#### [PASSAGE PROVIDED]
# Philippe le Chancelier (1160-1235)



## deprofundis (Apr 25, 2014)

Philippe le Chancelier was a french poet and classical composer of school of Notre-Dame France.
He is in the same league has Pérotin and Léonin ,, made of the same ink.

My guest is the following someone that enjoy Pérotin and Léonin will probably enjoy Le chancelier,
i read he left us 80 musical work according to wikipedia.

My verdict his, he may not be has interresting has Pérotin or Léonin bust he is still a distinguished menber of the ars antiqua period, sometime he sound similar to these two but have is flavor, i would says all does his music pretty it's rather simplistic, simplistic dosen't mean it's bad.

My father said it sounded like gregorian i said to him i beg to differ, i heard ''real full blown gregorian''
and it dosen't sound like le chancelier.So i guess you can try this composer out he is a good lisen, i was not riveted on my chair when i would lisen to him but i only heard him like twice.

(Pointing and labeling material)
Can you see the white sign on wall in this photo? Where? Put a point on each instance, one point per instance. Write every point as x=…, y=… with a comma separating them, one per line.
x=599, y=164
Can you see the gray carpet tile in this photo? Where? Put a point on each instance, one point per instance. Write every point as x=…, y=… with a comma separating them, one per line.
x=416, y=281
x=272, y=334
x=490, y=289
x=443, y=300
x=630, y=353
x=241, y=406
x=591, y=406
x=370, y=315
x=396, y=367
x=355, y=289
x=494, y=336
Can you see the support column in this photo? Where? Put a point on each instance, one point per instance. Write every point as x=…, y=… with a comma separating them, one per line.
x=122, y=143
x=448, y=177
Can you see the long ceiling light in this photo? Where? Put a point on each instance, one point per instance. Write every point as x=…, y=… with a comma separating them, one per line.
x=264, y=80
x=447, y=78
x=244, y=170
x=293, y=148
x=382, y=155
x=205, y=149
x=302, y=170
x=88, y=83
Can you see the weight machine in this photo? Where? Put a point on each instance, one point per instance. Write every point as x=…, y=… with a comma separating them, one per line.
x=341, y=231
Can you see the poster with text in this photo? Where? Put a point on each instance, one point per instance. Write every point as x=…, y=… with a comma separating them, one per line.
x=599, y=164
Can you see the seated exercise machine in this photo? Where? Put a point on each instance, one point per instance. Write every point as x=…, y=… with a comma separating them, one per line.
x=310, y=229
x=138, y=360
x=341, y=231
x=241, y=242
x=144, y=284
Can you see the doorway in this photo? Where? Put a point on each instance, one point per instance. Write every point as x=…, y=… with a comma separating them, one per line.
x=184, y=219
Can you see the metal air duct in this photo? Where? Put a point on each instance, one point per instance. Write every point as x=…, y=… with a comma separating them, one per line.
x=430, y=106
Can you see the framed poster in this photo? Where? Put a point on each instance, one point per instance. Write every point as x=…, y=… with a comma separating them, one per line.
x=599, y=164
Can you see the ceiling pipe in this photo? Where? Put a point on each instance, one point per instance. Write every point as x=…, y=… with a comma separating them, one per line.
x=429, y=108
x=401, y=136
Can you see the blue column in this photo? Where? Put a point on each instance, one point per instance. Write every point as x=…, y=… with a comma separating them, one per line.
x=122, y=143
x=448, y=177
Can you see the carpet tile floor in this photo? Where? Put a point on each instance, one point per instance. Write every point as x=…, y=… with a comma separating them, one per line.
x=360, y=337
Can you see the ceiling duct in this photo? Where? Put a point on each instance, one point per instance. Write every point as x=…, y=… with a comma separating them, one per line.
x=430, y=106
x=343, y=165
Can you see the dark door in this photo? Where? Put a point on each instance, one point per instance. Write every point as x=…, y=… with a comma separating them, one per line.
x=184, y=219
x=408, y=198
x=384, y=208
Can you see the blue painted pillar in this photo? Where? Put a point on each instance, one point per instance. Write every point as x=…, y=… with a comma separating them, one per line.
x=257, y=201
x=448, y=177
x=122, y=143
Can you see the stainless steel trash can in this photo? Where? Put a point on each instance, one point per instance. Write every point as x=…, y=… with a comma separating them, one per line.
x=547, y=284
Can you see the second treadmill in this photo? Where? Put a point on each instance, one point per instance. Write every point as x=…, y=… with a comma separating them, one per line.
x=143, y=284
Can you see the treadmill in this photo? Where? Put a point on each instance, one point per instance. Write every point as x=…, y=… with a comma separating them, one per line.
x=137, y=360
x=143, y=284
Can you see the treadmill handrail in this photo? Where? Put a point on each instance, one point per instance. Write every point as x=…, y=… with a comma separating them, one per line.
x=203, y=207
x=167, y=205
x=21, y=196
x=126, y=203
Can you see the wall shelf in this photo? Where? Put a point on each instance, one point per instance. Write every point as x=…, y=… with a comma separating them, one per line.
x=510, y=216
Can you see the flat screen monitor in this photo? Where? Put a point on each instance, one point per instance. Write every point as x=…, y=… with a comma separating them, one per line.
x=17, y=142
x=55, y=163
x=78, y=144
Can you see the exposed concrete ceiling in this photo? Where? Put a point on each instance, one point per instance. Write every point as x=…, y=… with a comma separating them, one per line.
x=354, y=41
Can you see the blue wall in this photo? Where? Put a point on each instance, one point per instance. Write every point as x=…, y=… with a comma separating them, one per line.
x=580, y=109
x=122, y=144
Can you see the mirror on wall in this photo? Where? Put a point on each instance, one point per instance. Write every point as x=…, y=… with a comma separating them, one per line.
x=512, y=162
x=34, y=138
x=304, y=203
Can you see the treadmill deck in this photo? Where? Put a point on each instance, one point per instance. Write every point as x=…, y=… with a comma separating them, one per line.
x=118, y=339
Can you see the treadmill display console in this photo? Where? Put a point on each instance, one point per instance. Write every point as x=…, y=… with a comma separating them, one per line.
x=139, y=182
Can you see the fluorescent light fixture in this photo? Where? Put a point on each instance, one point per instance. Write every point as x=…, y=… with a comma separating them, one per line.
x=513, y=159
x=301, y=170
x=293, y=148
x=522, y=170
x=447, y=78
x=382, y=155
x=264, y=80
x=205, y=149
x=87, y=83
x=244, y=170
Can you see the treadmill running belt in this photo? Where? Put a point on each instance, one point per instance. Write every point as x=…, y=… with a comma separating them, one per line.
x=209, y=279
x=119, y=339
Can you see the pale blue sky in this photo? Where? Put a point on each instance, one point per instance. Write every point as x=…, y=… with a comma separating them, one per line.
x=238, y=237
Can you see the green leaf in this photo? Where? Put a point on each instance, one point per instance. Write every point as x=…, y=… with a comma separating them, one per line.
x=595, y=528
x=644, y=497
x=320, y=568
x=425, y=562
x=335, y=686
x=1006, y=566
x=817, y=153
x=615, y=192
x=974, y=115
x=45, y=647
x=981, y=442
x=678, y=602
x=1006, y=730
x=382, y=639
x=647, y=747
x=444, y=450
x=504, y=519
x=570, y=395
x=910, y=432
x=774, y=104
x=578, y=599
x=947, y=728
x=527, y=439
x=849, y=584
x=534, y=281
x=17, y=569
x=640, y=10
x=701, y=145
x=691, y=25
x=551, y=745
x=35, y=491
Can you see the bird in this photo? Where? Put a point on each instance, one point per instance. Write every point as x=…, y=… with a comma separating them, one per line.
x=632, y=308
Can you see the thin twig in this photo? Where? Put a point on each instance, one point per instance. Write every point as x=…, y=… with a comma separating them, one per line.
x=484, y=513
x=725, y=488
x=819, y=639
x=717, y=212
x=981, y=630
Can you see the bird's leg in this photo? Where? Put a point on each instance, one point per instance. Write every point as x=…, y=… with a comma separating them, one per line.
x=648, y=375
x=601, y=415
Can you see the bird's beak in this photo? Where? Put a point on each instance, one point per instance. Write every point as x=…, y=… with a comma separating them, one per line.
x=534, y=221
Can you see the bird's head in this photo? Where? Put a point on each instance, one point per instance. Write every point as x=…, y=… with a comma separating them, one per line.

#### [WORK INSTRUCTIONS]
Pick up the forum post about Philippe le Chancelier after its final sentence and carry it on for a few more sentences.

#### [RESULT BELOW]
Gregorian to my knowledge is more like Herman the cripple to an extend Hildegard von Bingen, but for a reason Bingen is not full blown gregorian , to amateur perhaps, my father dosen know ars antiqua that mutch or medieval or renaissance like i do, but i never claim to be omniscient.

Sorry for not putting mutch more on the actual composer of this post since very little is know from wikipedia per se unless there are page of fan im not aware of.

But if im fair enought he is has important has Adam de la Halle for his era, he should not be dismiss,
im not mad crazy about his work but i only had fews lisen like i said.What is your view on this gentelman please TC menber, he seem to be relatively obscur i only discover him recently and randomly.

:tiphat:

p.s i hope i wont upset a frenchman and perhaps i only heard one record of him so i can't tell i can be totally fair.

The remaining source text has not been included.